#### [What the task requires]
Quote the records in full and leave their pictures out.

Pointing and labeling entries

* * * *

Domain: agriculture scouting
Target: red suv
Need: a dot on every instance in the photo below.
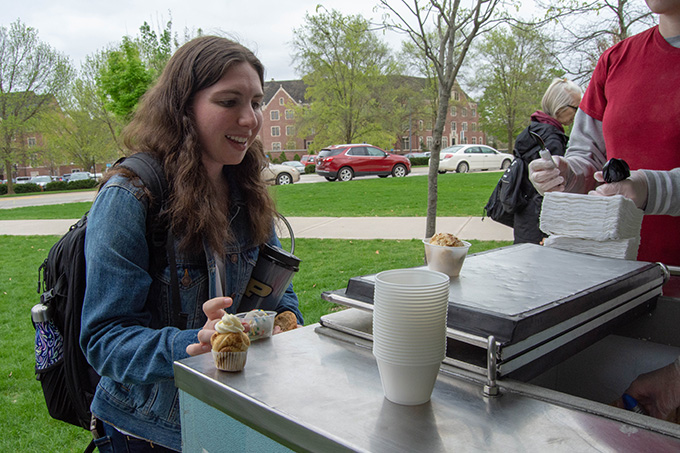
(344, 162)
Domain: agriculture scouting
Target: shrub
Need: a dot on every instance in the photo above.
(27, 187)
(82, 184)
(56, 185)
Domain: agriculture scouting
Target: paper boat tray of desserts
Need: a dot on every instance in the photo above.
(540, 304)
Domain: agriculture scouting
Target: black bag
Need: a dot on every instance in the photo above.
(494, 208)
(68, 381)
(508, 197)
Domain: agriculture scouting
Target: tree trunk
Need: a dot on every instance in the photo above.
(432, 175)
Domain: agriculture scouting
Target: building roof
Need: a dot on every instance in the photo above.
(295, 89)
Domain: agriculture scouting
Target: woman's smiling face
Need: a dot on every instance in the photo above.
(228, 116)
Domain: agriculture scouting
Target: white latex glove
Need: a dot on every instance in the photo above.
(547, 177)
(658, 392)
(633, 187)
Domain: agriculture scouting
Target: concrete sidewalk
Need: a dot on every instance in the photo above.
(324, 227)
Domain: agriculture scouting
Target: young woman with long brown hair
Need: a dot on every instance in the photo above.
(201, 122)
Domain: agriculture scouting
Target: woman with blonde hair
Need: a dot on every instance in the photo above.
(200, 121)
(559, 105)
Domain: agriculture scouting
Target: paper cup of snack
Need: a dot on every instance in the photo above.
(445, 253)
(260, 323)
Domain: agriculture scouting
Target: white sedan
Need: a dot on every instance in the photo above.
(463, 158)
(280, 174)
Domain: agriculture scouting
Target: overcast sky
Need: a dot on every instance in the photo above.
(78, 28)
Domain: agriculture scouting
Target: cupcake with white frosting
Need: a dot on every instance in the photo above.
(229, 344)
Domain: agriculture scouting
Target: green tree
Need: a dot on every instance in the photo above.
(79, 130)
(348, 71)
(585, 29)
(124, 79)
(516, 69)
(156, 48)
(31, 74)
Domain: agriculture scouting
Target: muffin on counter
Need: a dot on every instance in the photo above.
(229, 344)
(286, 321)
(446, 240)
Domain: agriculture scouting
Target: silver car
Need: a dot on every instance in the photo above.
(280, 174)
(463, 158)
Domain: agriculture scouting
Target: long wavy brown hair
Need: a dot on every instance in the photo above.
(164, 126)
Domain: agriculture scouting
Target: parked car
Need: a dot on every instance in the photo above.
(295, 164)
(344, 162)
(412, 155)
(463, 158)
(308, 160)
(78, 175)
(280, 174)
(41, 180)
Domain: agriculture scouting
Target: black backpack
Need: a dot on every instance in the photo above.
(67, 380)
(508, 197)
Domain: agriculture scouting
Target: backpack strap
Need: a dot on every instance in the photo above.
(152, 175)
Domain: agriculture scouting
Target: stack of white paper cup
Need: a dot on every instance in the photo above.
(409, 332)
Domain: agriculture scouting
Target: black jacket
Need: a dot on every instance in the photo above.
(526, 148)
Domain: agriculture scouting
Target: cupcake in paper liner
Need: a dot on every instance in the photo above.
(229, 344)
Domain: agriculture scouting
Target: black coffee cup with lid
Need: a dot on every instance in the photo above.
(270, 278)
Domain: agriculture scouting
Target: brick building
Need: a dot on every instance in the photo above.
(278, 130)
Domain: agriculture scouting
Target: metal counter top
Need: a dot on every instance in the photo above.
(316, 392)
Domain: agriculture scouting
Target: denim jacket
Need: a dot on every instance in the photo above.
(126, 334)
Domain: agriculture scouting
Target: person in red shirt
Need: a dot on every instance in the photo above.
(631, 111)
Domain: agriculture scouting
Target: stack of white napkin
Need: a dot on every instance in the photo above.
(604, 226)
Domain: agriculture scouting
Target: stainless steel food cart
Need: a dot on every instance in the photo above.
(318, 388)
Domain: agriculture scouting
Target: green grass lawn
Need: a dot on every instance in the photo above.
(327, 264)
(459, 195)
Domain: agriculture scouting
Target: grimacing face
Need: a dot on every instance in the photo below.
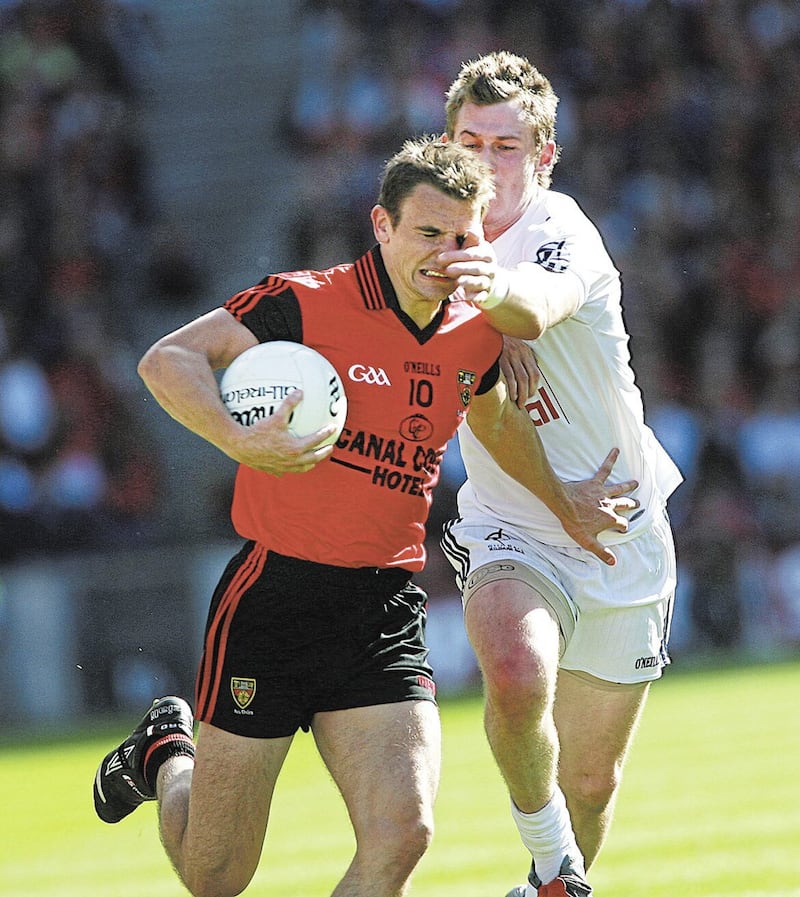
(430, 222)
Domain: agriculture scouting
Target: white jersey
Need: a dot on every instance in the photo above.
(587, 401)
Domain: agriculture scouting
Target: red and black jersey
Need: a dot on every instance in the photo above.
(407, 392)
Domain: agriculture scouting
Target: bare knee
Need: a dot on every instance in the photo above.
(393, 846)
(517, 682)
(215, 881)
(592, 790)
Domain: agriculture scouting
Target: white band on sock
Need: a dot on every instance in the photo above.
(548, 835)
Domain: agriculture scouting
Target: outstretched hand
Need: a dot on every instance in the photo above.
(596, 507)
(268, 445)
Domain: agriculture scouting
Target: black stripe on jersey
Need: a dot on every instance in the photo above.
(270, 311)
(351, 466)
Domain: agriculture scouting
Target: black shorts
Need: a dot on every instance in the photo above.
(287, 638)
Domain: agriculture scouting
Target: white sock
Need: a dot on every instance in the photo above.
(548, 835)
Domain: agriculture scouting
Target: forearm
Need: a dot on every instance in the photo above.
(526, 301)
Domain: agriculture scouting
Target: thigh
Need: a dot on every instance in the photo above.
(385, 760)
(232, 785)
(596, 722)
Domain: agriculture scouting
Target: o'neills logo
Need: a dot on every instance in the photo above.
(243, 691)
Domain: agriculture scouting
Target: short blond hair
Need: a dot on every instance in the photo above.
(448, 167)
(502, 76)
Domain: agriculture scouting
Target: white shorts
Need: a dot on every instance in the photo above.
(614, 621)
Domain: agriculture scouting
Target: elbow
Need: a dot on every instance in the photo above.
(149, 364)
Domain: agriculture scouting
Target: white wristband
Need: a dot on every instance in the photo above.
(499, 291)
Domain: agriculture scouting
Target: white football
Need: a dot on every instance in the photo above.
(257, 381)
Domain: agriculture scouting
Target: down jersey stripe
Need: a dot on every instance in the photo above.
(408, 390)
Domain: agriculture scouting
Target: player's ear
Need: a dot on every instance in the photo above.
(381, 223)
(547, 156)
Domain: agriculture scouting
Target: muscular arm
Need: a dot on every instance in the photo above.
(584, 509)
(533, 299)
(179, 372)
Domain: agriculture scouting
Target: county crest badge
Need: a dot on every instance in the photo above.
(466, 379)
(243, 691)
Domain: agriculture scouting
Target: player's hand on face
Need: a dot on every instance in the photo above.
(268, 444)
(597, 506)
(519, 367)
(472, 266)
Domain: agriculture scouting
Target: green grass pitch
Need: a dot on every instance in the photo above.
(710, 807)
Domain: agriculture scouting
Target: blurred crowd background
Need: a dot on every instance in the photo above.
(679, 122)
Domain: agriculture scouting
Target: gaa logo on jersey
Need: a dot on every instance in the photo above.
(243, 691)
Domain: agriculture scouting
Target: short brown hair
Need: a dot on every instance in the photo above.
(502, 76)
(448, 167)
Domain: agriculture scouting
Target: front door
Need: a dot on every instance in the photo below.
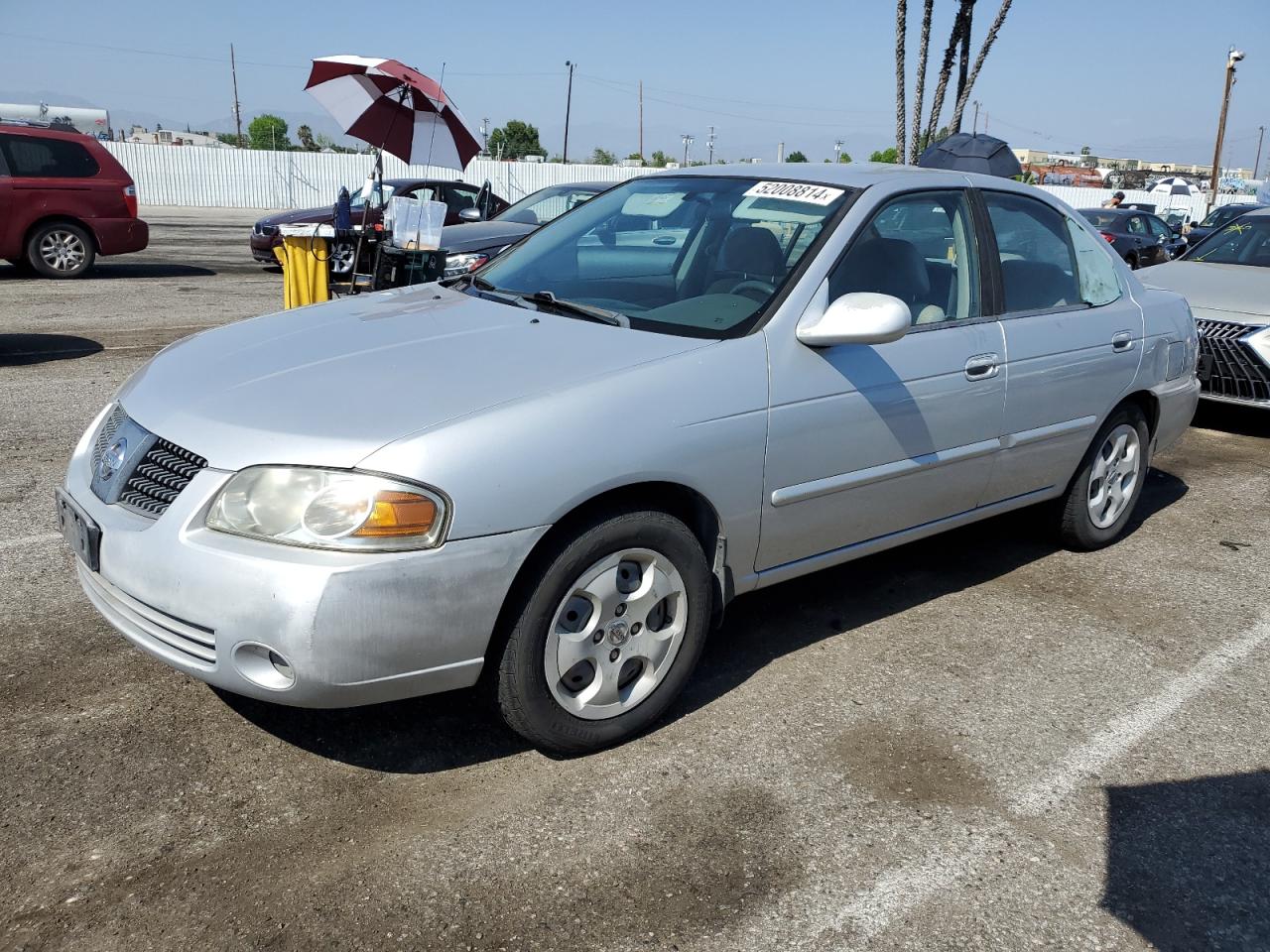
(1074, 339)
(870, 440)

* * * *

#### [Written response]
Domain: agriculture scouting
Target: red suv
Need: a dot on every instance in the photo below.
(344, 162)
Domain: agriculture scouting
Target: shrub
Need: a dot on every instance in the photo above.
(27, 187)
(82, 184)
(56, 185)
Domain: agriculture scouting
Target: paper boat tray of desserts
Need: a dot on every instance in the photo above.
(540, 304)
Domain: agriculture scouting
Target: black bag
Need: a dot on every instance in the photo above.
(494, 208)
(68, 381)
(508, 197)
Domain: agriculture scouting
Target: tree trunk
Need: a dot on every instance in the photo above.
(432, 175)
Domain: agriculture scouting
Target: building roof
Need: a dot on every instance in the photo above.
(295, 89)
Domain: agriculture scouting
Target: woman's smiling face
Need: a dot on every instance in the photo above.
(228, 116)
Domain: agriculture scouting
Target: white latex glove
Need: a dot on every instance in the photo above.
(547, 177)
(658, 392)
(633, 187)
Domain: agriculture scouting
Target: concrete sidewalk
Need: a dot on every instance in the photo above.
(324, 227)
Domain: agriculture scouting
Target: young woman with long brown hair
Need: a dot on every instance in the photo above.
(201, 122)
Domain: agriculture scouting
Target: woman with blonde hair
Need: a dot on every instance in the photo above.
(200, 121)
(559, 105)
Domain: agriculture scouting
Target: paper cup of snack
Need: a dot on every instance in the photo above.
(445, 253)
(260, 323)
Domain: agriculture scouting
Target: white sedan
Need: a dot on every instance in the photo above.
(463, 158)
(280, 174)
Domain: agriculture scouting
Target: overcast sky
Need: a dot on every instance in the photo above.
(78, 28)
Domain: agriculture scouting
Target: cupcake with white frosting
Need: a dot on every instance in the photo above.
(229, 344)
Domain: agriculture scouting
Target: green tree
Need: a dot on every instance in the photo above.
(79, 130)
(348, 71)
(585, 29)
(124, 79)
(516, 69)
(156, 48)
(31, 74)
Domain: agriculture scouting
Target: muffin on counter
Need: a dot on every instance in the photo above.
(229, 344)
(286, 321)
(446, 240)
Domain: agriculture scouting
Target: silver car
Need: a dot on every instance in the photo above.
(280, 174)
(463, 158)
Domain: agriculture scouting
Target: long wavy brown hair
Need: a dot on every instance in the photo above.
(164, 126)
Domain: agriculture scouting
Target: parked car
Need: a dot on every instance in the photo above.
(295, 164)
(344, 162)
(412, 155)
(463, 158)
(308, 160)
(78, 175)
(280, 174)
(41, 180)
Domain: agriculture scouting
Target: black backpack
Need: a dot on every instance in the photo above.
(67, 380)
(508, 197)
Domain: agriculture scouting
Target: backpack strap
Need: a dot on every instance in the photo above.
(152, 175)
Domain: agriculture scouting
Target: stack of white paper cup
Need: a dot on every instance in the photo above.
(409, 332)
Domain: agriculture scouting
Target: black jacket
Need: a dot on every instance in the photo above.
(526, 148)
Domain: agriculture scouting
Target: cupcake in paper liner
Need: a dot on every instance in the photo above.
(229, 344)
Domain: agriculture scouting
Target: black coffee cup with lid
Need: a dot on every instance in the photo above.
(270, 278)
Domain: agriculture scouting
Target: brick building
Need: a dot on every instance in the photo above.
(278, 130)
Domain: agriculture scouting
Target: metal counter top
Need: a dot on every instance in the photo above.
(316, 392)
Domain: agriculture scouting
Target: denim jacket
Need: a dot on every instance in the photo above.
(126, 334)
Domain: agriculture scouting
Target: person in red shirt
Need: a dot on every instance in the photo above.
(631, 111)
Domain: agriculture scouting
Target: stack of white napkin
Need: a dot on every instance in the photo above.
(604, 226)
Domain: agriculture scouting
Target: stainless steel food cart
Need: a dot on every instance in the photo above.
(318, 388)
Domain: agriculture scouting
Target: green grass lawn
Need: a dot on every instance in the photo above.
(327, 264)
(459, 195)
Domain: agriculture scouting
Target: grimacing face
Need: a dot on every instance in the photo below.
(430, 222)
Domain: agriculture scouting
Target: white jersey
Need: a dot on every instance in the photo above.
(587, 401)
Domain: agriculture scouting
Target: red and black jersey
Need: a dot on every instance in the photo above.
(407, 392)
Domain: agriculture scouting
Target: bare knee
Need: a dot on every instance in the photo above.
(393, 846)
(517, 682)
(215, 881)
(592, 790)
Domain: agriculture scouting
Target: white band on sock
Need: a dot on every instance in the photo above.
(548, 835)
Domain: agriculture scouting
Target: outstretched hand
Need: a dot on every instance in the photo above.
(596, 507)
(268, 445)
Domain: agriculture scouting
Target: black stripe on jersey
Need: a dot on every instance in the photo above.
(270, 311)
(351, 466)
Domain: agriculture scouting
Target: black shorts
Need: a dot on every instance in the photo above.
(287, 638)
Domain: agriculture scouting
Target: white sock
Need: a dot on every instance in the photo above.
(548, 835)
Domain: agriculture scouting
Target: forearm
Need: a dot on every instance in the photo above.
(526, 301)
Domain: agriculture scouting
Target: thigh
Need: a dot on every instance in the photo above.
(385, 760)
(232, 785)
(596, 722)
Domain: agriculture scouting
Target: o'neills logo
Need: a dot on every instance in the photo above.
(243, 691)
Domain: agriculture scouting
Target: short blond hair
Need: a dot on every instance in the photo above.
(448, 167)
(502, 76)
Domain: agriculture scouting
Target: white shorts
Need: a dot on every instance in the photo above.
(614, 621)
Domain: agriculture scouting
Target: elbow
Need: a dot on every instance in the photo above.
(149, 364)
Domain: agriculture scouting
Target: white wristband
Need: a dot on every instance in the photo above.
(499, 291)
Domain: agriculture scouting
Target: white football
Need: a dot on every instance in the photo above.
(257, 381)
Domain: agriculture scouting
Target: down jersey stripe
Need: a dot on every instance in the photo above.
(408, 390)
Domain: agriculture scouting
Target: player's ear
Need: a dot on every instance in the photo above.
(381, 223)
(547, 156)
Domain: agriculture scouting
Target: muscular arm
Need: a dot on every instance in the photo above.
(584, 509)
(533, 299)
(179, 372)
Domain: agriculture scouting
Target: county crest badge
Need: a dot on every instance in the photo above.
(466, 379)
(243, 691)
Domain: agriculture scouting
Target: player's hand on face
Need: a dot on every instance in the photo above.
(268, 444)
(597, 506)
(519, 367)
(472, 266)
Domain: agriculture scouting
Target: green grass pitch
Need: a dot on every instance in the photo above.
(710, 807)
Domain: agriculture scouting
Target: blurred crowd background
Need: a dot on every instance in the photo above.
(679, 122)
Domain: agriculture scouting
Target: gaa logo on jersey
Need: a dot on every instance in the photo above.
(243, 691)
Domain: agriculture scouting
Target: short brown hair
Need: a dot on every instance in the photo above.
(502, 76)
(448, 167)
Domain: agriculture scouting
Target: front door
Need: a dot on every instance in the photo below.
(1074, 339)
(870, 440)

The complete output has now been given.